◆ Extract to read ◆
· · · · ·
I tried aiki as a single skill and stunk at it for far too long. If I tried to explain aiki it would be something like this:

To achieve aiki in kokyu ho, and/or any situation for that matter, I _currently_ need to set my structure so I am not in the way of myself. I have to set my intent up and down my spine at the same time such that every part of my has to be flowing upward and downward at the same time with that intent. I have to hold myself such that my structural weaknesses are closed down with other lines of intent all happening at the same time. I have to pivot around my spine such that it and my hips do not move much at all. I have to feel how my own weight on my feet is expressed thorugh my hands (and arms, and shoulders sometimes) upward and over my partner/attacker and beyond them at the same time I convert any kind of pushing they are doing on me back into them generally underneath their pushing. I have to fix my intention to be in agreement with anything they are doing to me and completely welcome it while setting my intention in other directional lines for stabilization. When anyone touches me I have to be instantly touching their center (not moving around trying to find it) and they need to feel that their attack is generally sending them upward (or downward) and THEN I need to blend with their reaction such that I continue to follow my spine's connection to them through their spine and do it in a way thay I never lose my integrity. If they have been working such things then I have to employ some strategy to get there first and/or use soft power to blow through them anyway.
ALL of that skillset is aiki to me..

So unfortunately I guess I'm unable to meet you halfway (although I tried) and at this point I'm sorry but I'm just unwilling to forget what I think I know now that I'm working things this way (where it is not difficult for me to explain)

And by the way Paul, when I am achieving all of those lines of intent (and the various principles I described a bit), I have achieved victory over myself right then. :)

Rob

Demetrio Cereijo
05-07-2008, 06:47 AM
Is it possible that I have also achieved true victory over myself but Paul wasn't there to tell me I won? OR does this mean that after you won, your prise was the kojiki?

Is not about winning or losing... its about answering OP question.
· · · · ·
◆ Recorded data ◆
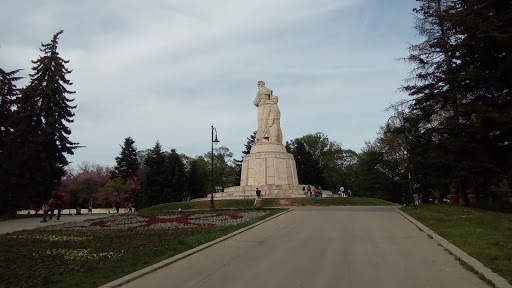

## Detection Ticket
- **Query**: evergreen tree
· · · · ·
◆ Goals ◆
• 1. Translate into Spanish this sentence from the forum post on aiki: "I tried aiki as a single skill and stunk at it for far too long."
• 2. Resume the forum post on aiki after its final sentence and write the next few sentences of the discussion.

◆ The responses ◆
• 1. Intenté practicar el aiki como una sola habilidad y fui pésimo en ello durante demasiado tiempo.

• 2.
Anyway, I hope "ki developement" doesn't affect (negatively) my sense of humor, someday I'll translate the kojiki to "modern English" so Masakatsu Agatsu Katsu Hayabi can be read "I kicked his rear end, by myself, with speed and awesome skills so he's still wondering which kind of truck hitted him"
:D

Relax.

rob_liberti
05-07-2008, 08:21 AM
I assume you understood I was being sarcastic with that question.

The whole idea really struck me funny. A discussion on a thread seems to be one of those things that I take for grated is supposed to grow naturally and oganically from the original post. Having the original poster ask a question and then assign a winner is more in line with the "game show" model. :)

I think these kinds of miscommunications and differing assumptions among people are very good examples of how the functional orgins of EVERYTHING gets twisted and confused until they are mostly lost.

Too funny. -Rob

Peter Goldsbury
05-07-2008, 09:50 AM
Anyway, I hope "ki developement" doesn't affect (negatively) my sense of humor, someday I'll translate the kojiki to "modern English" so Masakatsu Agatsu Katsu Hayabi can be read "I kicked his rear end, by myself, with speed and awesome skills so he's still wondering which kind of truck hitted him"
:D

Relax.

Very good. I think your translation is an excellent translation of the Kojiki phrase. At the risk of enormous thread drift, I need to explain.

The name is the first part of the name of a deity who came into being when two major deities, Amaterasu and Susanoo, had an amazing competition (considered incest by some 'wicked' Confucian scholars, because they were brother and sister and yet bore children, but argued by the Shintoists to be pure, because they were standing on opposite sides of a river).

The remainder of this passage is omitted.